What to work on
Your task is to copy every line of this material exactly.

■ ■ ■ ■ ■ ■ ■

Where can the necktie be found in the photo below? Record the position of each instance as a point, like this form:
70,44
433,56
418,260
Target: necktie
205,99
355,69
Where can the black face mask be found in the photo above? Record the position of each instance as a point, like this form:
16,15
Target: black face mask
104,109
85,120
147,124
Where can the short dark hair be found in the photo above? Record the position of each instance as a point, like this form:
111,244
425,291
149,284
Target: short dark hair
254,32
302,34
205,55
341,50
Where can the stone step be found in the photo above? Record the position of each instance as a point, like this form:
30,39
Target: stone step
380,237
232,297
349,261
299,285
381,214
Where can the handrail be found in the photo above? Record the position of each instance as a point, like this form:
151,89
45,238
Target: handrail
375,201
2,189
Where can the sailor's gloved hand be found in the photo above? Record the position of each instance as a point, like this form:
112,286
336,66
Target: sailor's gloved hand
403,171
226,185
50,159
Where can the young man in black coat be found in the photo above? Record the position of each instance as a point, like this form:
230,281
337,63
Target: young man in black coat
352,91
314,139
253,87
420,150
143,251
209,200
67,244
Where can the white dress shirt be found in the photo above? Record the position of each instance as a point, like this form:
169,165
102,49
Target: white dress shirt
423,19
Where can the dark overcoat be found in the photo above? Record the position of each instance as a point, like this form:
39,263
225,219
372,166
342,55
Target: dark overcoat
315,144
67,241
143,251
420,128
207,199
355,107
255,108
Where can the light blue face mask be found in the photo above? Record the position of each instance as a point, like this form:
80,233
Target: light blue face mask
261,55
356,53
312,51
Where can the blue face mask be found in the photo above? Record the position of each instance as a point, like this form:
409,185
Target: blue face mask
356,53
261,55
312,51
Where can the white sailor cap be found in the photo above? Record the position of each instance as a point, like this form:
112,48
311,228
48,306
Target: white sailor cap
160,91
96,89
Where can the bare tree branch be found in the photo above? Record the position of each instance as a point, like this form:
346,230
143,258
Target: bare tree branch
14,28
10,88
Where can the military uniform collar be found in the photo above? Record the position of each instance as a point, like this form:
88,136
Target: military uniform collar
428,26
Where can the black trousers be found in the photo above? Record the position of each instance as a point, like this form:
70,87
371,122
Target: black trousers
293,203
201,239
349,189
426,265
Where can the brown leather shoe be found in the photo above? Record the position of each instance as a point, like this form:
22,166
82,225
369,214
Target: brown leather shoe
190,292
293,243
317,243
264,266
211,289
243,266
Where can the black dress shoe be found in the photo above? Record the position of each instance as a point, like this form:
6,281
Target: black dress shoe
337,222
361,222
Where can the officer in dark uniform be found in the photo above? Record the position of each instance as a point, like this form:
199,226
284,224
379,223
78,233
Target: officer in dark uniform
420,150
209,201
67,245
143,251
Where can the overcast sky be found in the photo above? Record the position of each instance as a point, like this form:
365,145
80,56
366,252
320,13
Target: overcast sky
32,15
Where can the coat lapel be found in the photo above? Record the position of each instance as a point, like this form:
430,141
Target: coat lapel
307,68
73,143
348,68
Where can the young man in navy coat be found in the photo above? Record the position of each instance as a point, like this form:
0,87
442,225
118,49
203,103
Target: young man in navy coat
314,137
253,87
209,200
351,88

■ ■ ■ ■ ■ ■ ■

Reply to the exercise
Where can the necktie be found in the photo below? Record the position of each instance as a point, like this form:
70,44
433,56
418,260
Target: necktie
205,99
355,69
Where can the black face mask be found in the photo above? Record the position of each instance as a point, like this form:
16,15
Target: black face mask
104,109
85,120
147,124
Where can the short dark hair be found in the photo above? Record the position of each instance as a point, like this form:
111,244
425,291
149,284
Target: short dark hair
254,32
302,34
205,55
341,50
Where can the stone step be found in the photo above? Record the position of each instance as a point, like this form:
30,39
Target: stone step
380,237
232,297
349,261
299,285
381,214
Where can the handrail be found in the photo above? Record the position of each instance as a point, like this form:
151,89
45,238
Target: handrail
375,201
2,189
Where can the sailor's gloved hand be found in the photo above? Record the position of each instance as a point, like this form:
112,286
336,66
Target: sailor's gloved hand
403,171
226,185
50,159
Where can the young man in black coat be found in the photo above? Record the position of each instance as a point, like this form:
230,281
337,63
Target: young man in black coat
352,91
314,139
253,87
420,150
143,251
209,200
67,244
Where can the white dress shirt be found in the photo above? Record the position of each instance as a point, like this form:
169,165
102,49
Target: white dress shirt
423,19
Where can the dark overcoat be found in the photo above? Record the position of each instance as a point, like this form:
39,263
225,219
372,166
342,55
Target: dark overcoat
315,144
67,241
143,251
420,128
207,199
355,107
255,108
Where can the light blue face mask be found in the photo above? Record the position of each instance as a point, like this form:
80,233
Target: light blue face mask
261,55
356,53
312,51
Where can the blue face mask be found in the photo above? Record the position of each instance as a point, like this form:
409,185
Target: blue face mask
356,53
261,55
312,51
Where can the white sailor cap be found in the photo above? Record the position of each instance as a point, like this form:
112,48
311,228
48,306
Target: white sailor cap
160,91
96,89
Where can the bare tree branch be found in the photo above? Record the position of each instance as a point, like this form:
346,230
143,258
Target: bare tree branch
14,28
10,88
Where can the military uniform collar be found in the photo above? Record the position of each instance as a point, like this form:
88,136
Target: military uniform collar
428,26
Where can the black trousers be found in the photo above? Record the position of each instance as a point, like this form:
70,87
371,122
Target: black trousers
293,203
201,239
349,189
426,265
Where can the brown leather shoe be found in the photo above? Record the position of each instance as a point, like this form:
22,166
82,225
369,214
Target: brown leather shoe
190,292
293,243
317,243
264,266
211,289
243,266
Where can the black dress shoe be found in the photo above? Record the position of each instance as a point, like this form:
6,281
Target: black dress shoe
337,222
361,222
Where can the officer in dark uniform be found in the photo above? Record the position of each instance as a point, like this form:
199,226
284,224
379,223
78,233
Target: officer in dark uniform
420,150
209,201
67,245
143,251
Where can the overcast sky be found in the photo above? Record the position of each instance as a point, like this form:
365,145
80,56
366,252
320,13
Target: overcast sky
32,15
Where can the coat lapel be found in the photo above? Record the position of each instance as a point, like this form:
430,141
Target: coat lapel
307,68
73,143
348,68
Where can the young man in navy coat be found in the photo above? Record the position of each instance as a point, like this form:
0,87
442,225
118,49
203,103
Target: young man in navy coat
314,137
253,87
209,200
351,88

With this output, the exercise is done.